* **PAGE EXTRACT**:

——————————

For the mention extraction two pipelines are provided. One is using the SciSpacy library [1] to extract the mentions and link them in knowledge bases/vocabularies (e.g. UMLS [2], MESH, etc.). The other one is using the UMLS MetaMapLite [3] tool for mention extraction and mapping.

SciSpacy pipeline

The official SciSpacy library utilizes an older UMLS [2] version (2020AA) to train and create the linkers (char-3grams string overlap-based search). Follow the next steps to update the linkers:

• Download the new UMLS version [2] and store the files under the folder UMLS_update_SciSpacy.
• Execute the knowledge_base_creation.ipynb notebook to extract the processed knowledge bases (UMLS [2], GO [4], NCBI [5], SNOMEDCT_US [6], HPO [7], MESH [8], RXNORM [9], DRUGBANK [10], GS).
• Execute the tfidf_creation.ipynb notebook to create the linkers.

——————————

* **A run of data**:

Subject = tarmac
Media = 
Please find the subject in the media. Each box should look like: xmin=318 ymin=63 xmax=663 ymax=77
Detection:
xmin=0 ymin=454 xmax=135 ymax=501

——————————

* **PROBLEM TO SOLVE**:
Decide whether each statement agrees with the mention extraction text, answering yes or no and quoting the words that decide it: (a) the official SciSpacy library uses UMLS version 2020AA; (b) the second pipeline relies on the SciSpacy library for mention extraction and mapping; (c) the linkers are created by running the knowledge_base_creation.ipynb notebook. Rely on the mention extraction text alone.

* **THE RESPONSE**:
(a) Yes: "The official SciSpacy library utilizes an older UMLS [2] version (2020AA)"
(b) No: "The other one is using the UMLS MetaMapLite [3] tool for mention extraction and mapping."
(c) No: "Execute the tfidf_creation.ipynb notebook to create the linkers."